Required work: Write out each line of the material below exactly as given.

Listed records:
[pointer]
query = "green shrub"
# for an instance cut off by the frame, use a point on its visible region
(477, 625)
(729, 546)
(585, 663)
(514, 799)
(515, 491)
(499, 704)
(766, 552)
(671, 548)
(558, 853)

Result below:
[pointer]
query = "green shrub"
# for an instance cut off by the frame, use a point on its visible region
(477, 625)
(729, 546)
(585, 663)
(514, 799)
(515, 491)
(499, 704)
(766, 552)
(671, 548)
(558, 853)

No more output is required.